Reproduce verbatim the stretch of the forum post on smoking maple-cured bacon below, from "I'm not a fan" through "100% Apple Pellets.".

-- Start of Article --

# BBB - Again!   Part 2



## tjohnson (Jun 29, 2011)

I split my BBB into 2 smokes

My first BBB Smoke, I already posted

The second smoke was BBB that had been cured with a commercial Maple Cure with extra Maple Sugar, and TQ W/Brown Sugar

I'm not a fan of Maple Flavored Bacon, but this is nothing like the flavor when cheap maple syrup hits your bacon.  It's by far my favorite, and the least amount I made.  I definitely will not be giving the Maple BBB out to the neighbors!  Next time, I'll inject a Maple/Brine solution for a little more flavor.

Cold Smoked for 12 Hours Total using one of my New A-MAZE-N-PELLET-SMOKERS, filled with 100% Apple Pellets.

Thanks Again For Looking!!!

Todd

Lighting My New A-MAZE-N=PELLET-SMOKER Filled With Apple Pellets








Allow the Flame to Burn For 5-10 Minutes, then blow it out







BBB Hanging and Waiting for Smoke







About 8 Hours Into The Smoke  Nice Color Starting 2 Rows of Pellets Burned







12 Hour Smoke Done - Very Nice Color!

-- End of Article --
-- Start of Extracted records --

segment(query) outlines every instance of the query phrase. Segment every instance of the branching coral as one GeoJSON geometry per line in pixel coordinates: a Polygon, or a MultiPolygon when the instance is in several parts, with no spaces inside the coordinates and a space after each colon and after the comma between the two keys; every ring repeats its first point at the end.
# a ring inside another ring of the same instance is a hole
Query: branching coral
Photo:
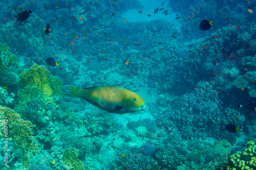
{"type": "Polygon", "coordinates": [[[243,151],[238,151],[231,155],[226,166],[230,169],[252,170],[256,168],[256,144],[252,140],[246,142],[243,151]]]}
{"type": "Polygon", "coordinates": [[[11,65],[17,67],[18,63],[18,59],[11,53],[10,47],[6,44],[0,43],[0,74],[5,74],[7,67],[11,65]]]}
{"type": "Polygon", "coordinates": [[[18,150],[22,152],[22,163],[25,167],[28,167],[30,154],[36,153],[38,147],[32,136],[34,125],[30,121],[22,119],[18,114],[9,108],[4,107],[3,109],[5,111],[2,114],[8,117],[10,133],[18,150]]]}
{"type": "Polygon", "coordinates": [[[34,64],[20,74],[19,79],[20,85],[40,87],[44,95],[61,95],[62,81],[50,75],[50,71],[44,66],[34,64]]]}
{"type": "Polygon", "coordinates": [[[68,148],[66,149],[63,155],[63,161],[64,164],[69,165],[71,169],[83,170],[83,165],[77,158],[78,157],[78,151],[74,148],[68,148]]]}

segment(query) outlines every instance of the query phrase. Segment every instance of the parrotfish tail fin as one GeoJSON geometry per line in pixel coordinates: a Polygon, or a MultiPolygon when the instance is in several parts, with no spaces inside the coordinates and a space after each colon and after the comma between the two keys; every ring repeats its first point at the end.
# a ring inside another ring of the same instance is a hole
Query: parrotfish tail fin
{"type": "Polygon", "coordinates": [[[65,94],[71,97],[80,98],[80,95],[79,90],[81,89],[81,88],[70,85],[63,86],[61,87],[65,88],[64,91],[65,91],[66,89],[68,90],[66,90],[66,92],[62,92],[62,93],[63,94],[65,94]]]}

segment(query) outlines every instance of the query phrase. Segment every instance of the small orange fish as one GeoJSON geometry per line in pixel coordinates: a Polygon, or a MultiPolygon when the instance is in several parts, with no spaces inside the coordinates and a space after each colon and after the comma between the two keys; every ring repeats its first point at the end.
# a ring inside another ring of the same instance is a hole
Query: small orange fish
{"type": "Polygon", "coordinates": [[[216,39],[216,38],[219,38],[218,37],[215,36],[214,35],[212,35],[212,36],[211,36],[211,37],[212,37],[212,38],[214,38],[214,39],[216,39]]]}
{"type": "Polygon", "coordinates": [[[251,14],[252,14],[253,12],[252,10],[249,10],[249,9],[247,10],[247,11],[248,11],[248,12],[249,12],[251,14]]]}
{"type": "Polygon", "coordinates": [[[114,15],[116,15],[116,13],[114,12],[111,15],[111,16],[113,16],[114,15]]]}

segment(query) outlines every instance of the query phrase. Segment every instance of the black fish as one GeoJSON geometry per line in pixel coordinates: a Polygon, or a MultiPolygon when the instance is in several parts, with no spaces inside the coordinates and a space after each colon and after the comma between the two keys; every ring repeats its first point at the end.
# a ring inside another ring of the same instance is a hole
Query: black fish
{"type": "Polygon", "coordinates": [[[51,32],[51,28],[50,28],[50,25],[49,23],[47,23],[47,25],[46,25],[46,27],[45,28],[45,33],[46,34],[49,35],[49,33],[51,32]]]}
{"type": "Polygon", "coordinates": [[[225,128],[225,129],[230,132],[237,132],[237,128],[236,127],[236,126],[233,124],[227,124],[227,125],[226,125],[226,128],[225,128]]]}
{"type": "Polygon", "coordinates": [[[26,19],[27,19],[29,16],[30,15],[29,14],[31,14],[32,12],[31,10],[30,9],[29,11],[23,11],[20,13],[19,13],[18,15],[16,16],[17,18],[17,21],[23,21],[26,19]]]}
{"type": "Polygon", "coordinates": [[[204,19],[200,22],[199,29],[203,31],[206,31],[210,29],[210,22],[206,19],[204,19]]]}
{"type": "Polygon", "coordinates": [[[158,12],[158,7],[157,7],[157,8],[155,10],[155,12],[154,12],[154,13],[156,14],[157,12],[158,12]]]}
{"type": "Polygon", "coordinates": [[[56,65],[56,60],[52,57],[49,57],[46,60],[46,62],[48,65],[52,67],[55,67],[56,65]]]}

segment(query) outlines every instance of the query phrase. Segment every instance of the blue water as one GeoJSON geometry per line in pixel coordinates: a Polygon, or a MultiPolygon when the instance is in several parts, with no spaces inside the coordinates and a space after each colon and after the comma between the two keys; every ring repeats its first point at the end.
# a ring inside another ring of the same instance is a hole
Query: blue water
{"type": "Polygon", "coordinates": [[[254,5],[1,2],[0,168],[231,169],[250,161],[255,153],[230,158],[255,148],[254,5]],[[199,29],[204,19],[210,29],[199,29]],[[62,94],[69,84],[123,87],[146,106],[108,112],[62,94]]]}

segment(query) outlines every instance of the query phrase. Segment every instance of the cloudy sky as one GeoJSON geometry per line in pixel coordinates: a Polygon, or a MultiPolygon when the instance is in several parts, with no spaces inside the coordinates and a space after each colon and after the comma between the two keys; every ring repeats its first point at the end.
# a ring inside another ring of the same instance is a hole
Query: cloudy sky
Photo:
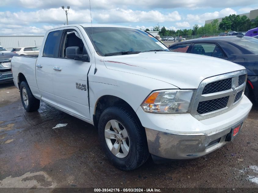
{"type": "MultiPolygon", "coordinates": [[[[205,20],[258,9],[256,1],[243,0],[91,0],[91,3],[93,23],[143,29],[158,23],[176,30],[191,28],[205,20]]],[[[1,0],[0,35],[44,34],[66,23],[63,5],[70,6],[69,24],[90,23],[89,0],[1,0]]]]}

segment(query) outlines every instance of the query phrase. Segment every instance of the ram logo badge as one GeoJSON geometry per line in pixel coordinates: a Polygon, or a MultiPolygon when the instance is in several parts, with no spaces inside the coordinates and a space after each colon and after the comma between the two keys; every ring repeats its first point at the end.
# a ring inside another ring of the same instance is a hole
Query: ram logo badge
{"type": "Polygon", "coordinates": [[[86,91],[87,90],[86,88],[87,86],[86,84],[76,83],[76,88],[77,89],[86,91]]]}

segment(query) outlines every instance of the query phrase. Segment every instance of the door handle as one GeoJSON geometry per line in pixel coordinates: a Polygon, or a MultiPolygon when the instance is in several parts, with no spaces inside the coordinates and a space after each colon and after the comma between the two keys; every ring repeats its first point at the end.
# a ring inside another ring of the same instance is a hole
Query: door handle
{"type": "Polygon", "coordinates": [[[54,67],[53,69],[56,71],[61,71],[62,68],[61,67],[54,67]]]}

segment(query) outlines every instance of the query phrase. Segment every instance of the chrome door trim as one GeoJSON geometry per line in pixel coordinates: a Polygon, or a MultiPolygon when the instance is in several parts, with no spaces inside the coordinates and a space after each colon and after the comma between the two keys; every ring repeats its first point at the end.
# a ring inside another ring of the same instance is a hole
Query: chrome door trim
{"type": "Polygon", "coordinates": [[[55,67],[53,68],[53,70],[56,71],[62,71],[62,68],[61,67],[55,67]]]}

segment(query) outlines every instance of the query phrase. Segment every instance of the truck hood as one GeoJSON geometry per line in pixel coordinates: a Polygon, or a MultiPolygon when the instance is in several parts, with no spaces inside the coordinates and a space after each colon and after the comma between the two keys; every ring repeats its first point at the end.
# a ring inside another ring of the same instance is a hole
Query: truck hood
{"type": "Polygon", "coordinates": [[[180,88],[197,88],[204,79],[244,69],[223,59],[192,54],[150,52],[107,56],[107,68],[154,78],[180,88]]]}

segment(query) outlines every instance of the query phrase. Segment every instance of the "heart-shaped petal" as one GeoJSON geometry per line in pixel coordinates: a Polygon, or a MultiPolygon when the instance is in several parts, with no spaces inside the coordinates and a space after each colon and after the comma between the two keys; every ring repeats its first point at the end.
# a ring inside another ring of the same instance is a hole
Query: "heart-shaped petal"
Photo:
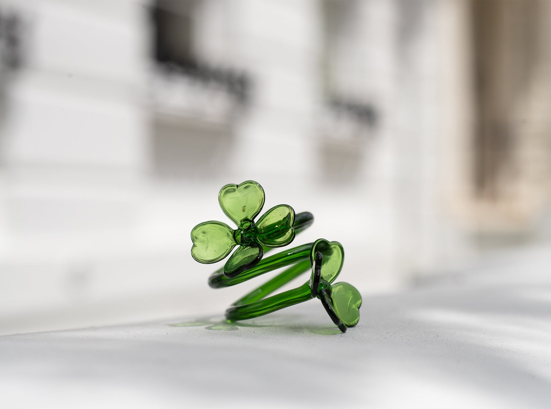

-- End of Extracted records --

### Full response
I'm not a fan of Maple Flavored Bacon, but this is nothing like the flavor when cheap maple syrup hits your bacon.  It's by far my favorite, and the least amount I made.  I definitely will not be giving the Maple BBB out to the neighbors!  Next time, I'll inject a Maple/Brine solution for a little more flavor.

Cold Smoked for 12 Hours Total using one of my New A-MAZE-N-PELLET-SMOKERS, filled with 100% Apple Pellets.